═════ THE RECORDS ═════

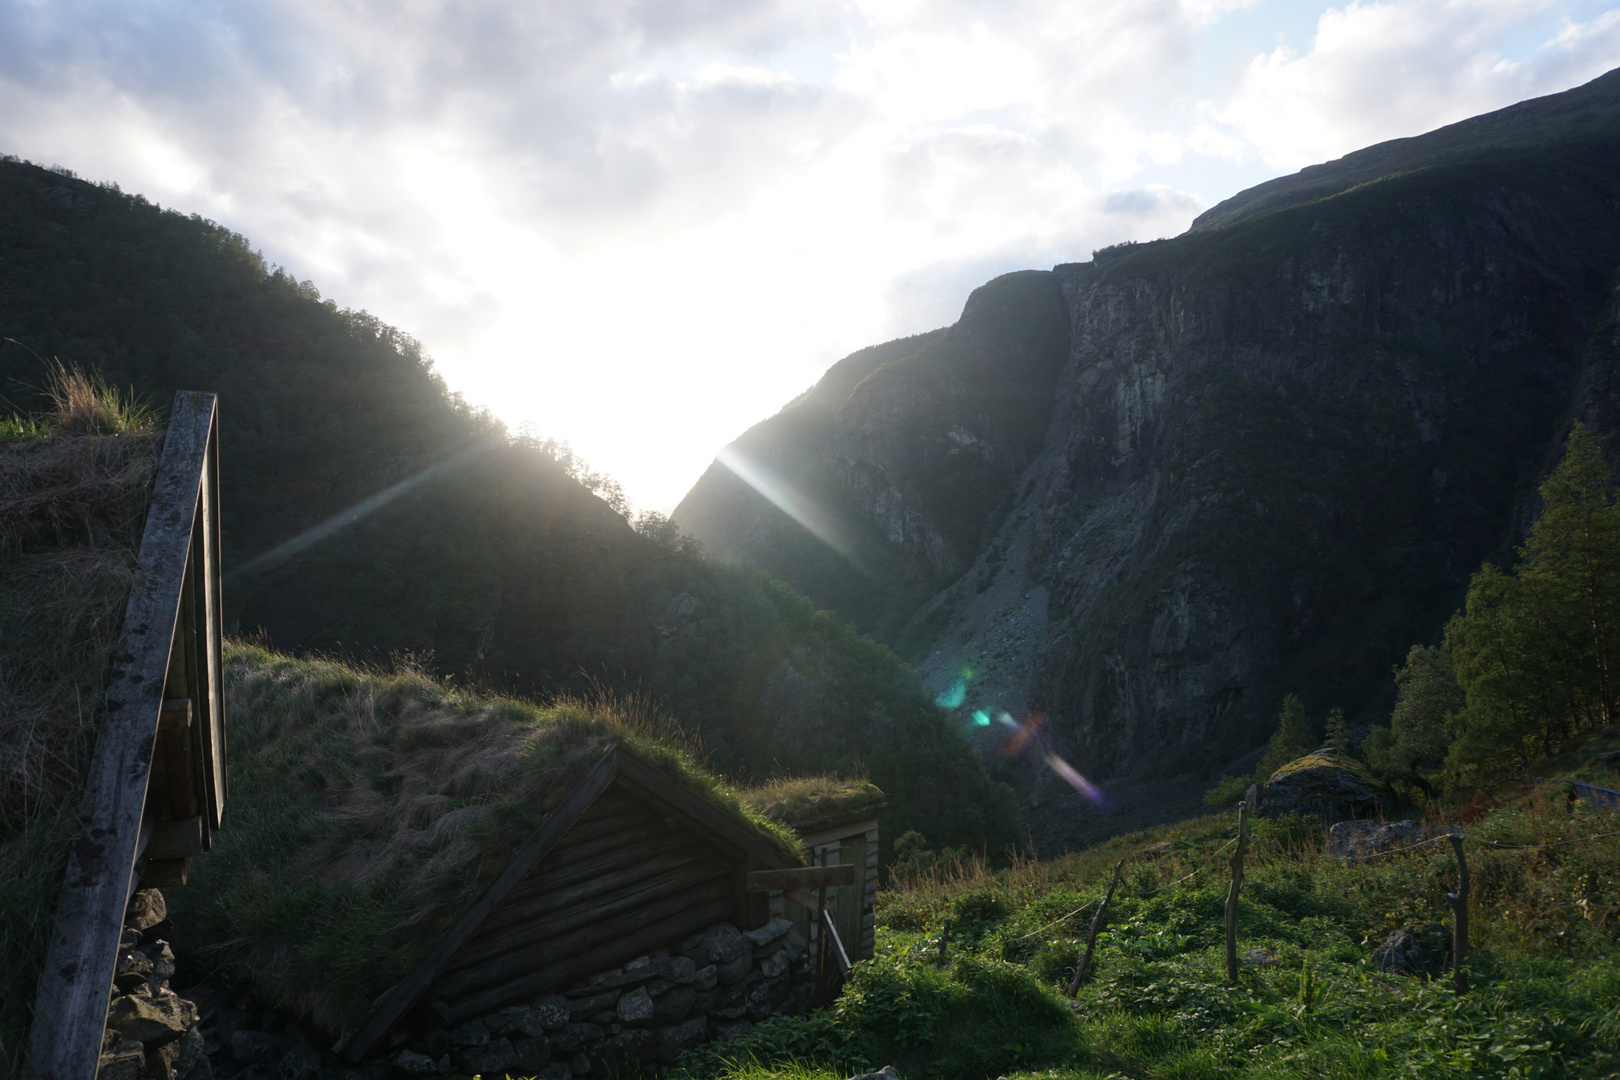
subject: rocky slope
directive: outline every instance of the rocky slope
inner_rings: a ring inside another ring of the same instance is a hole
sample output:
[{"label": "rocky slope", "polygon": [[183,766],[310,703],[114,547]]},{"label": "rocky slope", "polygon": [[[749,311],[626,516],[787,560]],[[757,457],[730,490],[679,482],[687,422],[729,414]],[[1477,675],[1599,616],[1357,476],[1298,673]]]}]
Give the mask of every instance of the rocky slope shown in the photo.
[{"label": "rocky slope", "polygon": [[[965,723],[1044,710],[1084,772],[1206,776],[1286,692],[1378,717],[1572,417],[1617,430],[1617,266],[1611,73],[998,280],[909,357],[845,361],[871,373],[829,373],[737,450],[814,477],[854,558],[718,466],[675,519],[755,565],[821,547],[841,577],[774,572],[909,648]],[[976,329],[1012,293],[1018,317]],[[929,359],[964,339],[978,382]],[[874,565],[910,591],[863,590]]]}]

═════

■ WORK INSTRUCTION
Please copy the records above word for word, omitting every picture.

■ EXPECTED OUTPUT
subject: rocky slope
directive: outline every instance of the rocky slope
inner_rings: a ring inside another ring of the same instance is a hole
sample output:
[{"label": "rocky slope", "polygon": [[183,766],[310,703],[114,547]]},{"label": "rocky slope", "polygon": [[[749,311],[626,516],[787,560]],[[757,457],[730,490],[679,482],[687,422],[729,414]],[[1477,675],[1599,616],[1357,476],[1298,673]]]}]
Give the mask of every instance of the rocky slope shown in the photo.
[{"label": "rocky slope", "polygon": [[[965,723],[1044,710],[1084,772],[1206,776],[1286,692],[1378,717],[1572,417],[1617,430],[1617,266],[1611,73],[998,280],[909,357],[845,361],[871,373],[829,373],[737,450],[814,477],[854,558],[718,466],[675,519],[755,565],[821,547],[841,577],[774,572],[909,648]],[[976,329],[1012,293],[1018,317]],[[929,359],[964,339],[978,382]],[[874,565],[910,591],[863,590]]]}]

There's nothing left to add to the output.